[START AVAILABLE DATA]
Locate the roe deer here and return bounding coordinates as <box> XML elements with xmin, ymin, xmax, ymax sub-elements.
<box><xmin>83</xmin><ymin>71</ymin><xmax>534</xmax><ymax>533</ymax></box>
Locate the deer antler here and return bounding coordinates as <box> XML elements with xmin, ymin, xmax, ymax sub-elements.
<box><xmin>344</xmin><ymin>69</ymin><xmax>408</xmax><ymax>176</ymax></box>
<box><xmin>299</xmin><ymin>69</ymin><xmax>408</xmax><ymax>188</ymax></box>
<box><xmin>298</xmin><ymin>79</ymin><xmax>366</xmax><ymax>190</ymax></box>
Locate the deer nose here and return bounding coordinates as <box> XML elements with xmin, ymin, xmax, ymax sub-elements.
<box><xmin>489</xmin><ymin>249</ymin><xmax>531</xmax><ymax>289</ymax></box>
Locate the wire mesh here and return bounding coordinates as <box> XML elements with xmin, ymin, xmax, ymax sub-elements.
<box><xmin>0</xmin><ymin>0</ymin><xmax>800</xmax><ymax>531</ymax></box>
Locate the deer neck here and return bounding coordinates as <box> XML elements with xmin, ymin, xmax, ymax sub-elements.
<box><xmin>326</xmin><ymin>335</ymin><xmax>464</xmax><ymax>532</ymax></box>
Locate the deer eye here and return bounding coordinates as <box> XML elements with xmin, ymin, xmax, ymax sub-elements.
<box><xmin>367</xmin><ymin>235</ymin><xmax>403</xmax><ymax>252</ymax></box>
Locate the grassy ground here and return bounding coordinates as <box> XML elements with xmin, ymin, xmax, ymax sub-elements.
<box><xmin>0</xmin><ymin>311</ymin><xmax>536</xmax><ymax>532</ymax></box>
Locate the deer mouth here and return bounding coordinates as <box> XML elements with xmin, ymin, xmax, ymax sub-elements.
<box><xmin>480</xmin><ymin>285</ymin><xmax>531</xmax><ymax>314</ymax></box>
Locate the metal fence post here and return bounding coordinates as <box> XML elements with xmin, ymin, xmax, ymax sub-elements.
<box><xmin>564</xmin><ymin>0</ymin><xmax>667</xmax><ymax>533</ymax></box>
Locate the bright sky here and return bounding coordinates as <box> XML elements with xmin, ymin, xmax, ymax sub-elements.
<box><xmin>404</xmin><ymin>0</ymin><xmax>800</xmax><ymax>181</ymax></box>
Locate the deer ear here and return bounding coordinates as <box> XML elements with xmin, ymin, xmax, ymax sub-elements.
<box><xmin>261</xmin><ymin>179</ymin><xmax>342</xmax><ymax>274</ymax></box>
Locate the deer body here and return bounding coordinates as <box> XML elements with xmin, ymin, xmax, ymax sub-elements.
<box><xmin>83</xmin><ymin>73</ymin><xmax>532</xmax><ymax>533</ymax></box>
[END AVAILABLE DATA]
SHORT EXERCISE: Reproduce the listing from the line containing "Locate the deer ear" through the end of the listing, inclusive, replacing "return" with "provide" and leaving all other text unchanged.

COMPLETED TASK:
Locate the deer ear here and provide bounding coordinates as <box> XML elements with xmin, ymin, xmax, ymax sub-elements.
<box><xmin>261</xmin><ymin>179</ymin><xmax>342</xmax><ymax>274</ymax></box>
Locate the deer body here and provide bounding coordinates as <box> XML elements with xmin, ymin, xmax, ymax sub-elements.
<box><xmin>83</xmin><ymin>73</ymin><xmax>532</xmax><ymax>533</ymax></box>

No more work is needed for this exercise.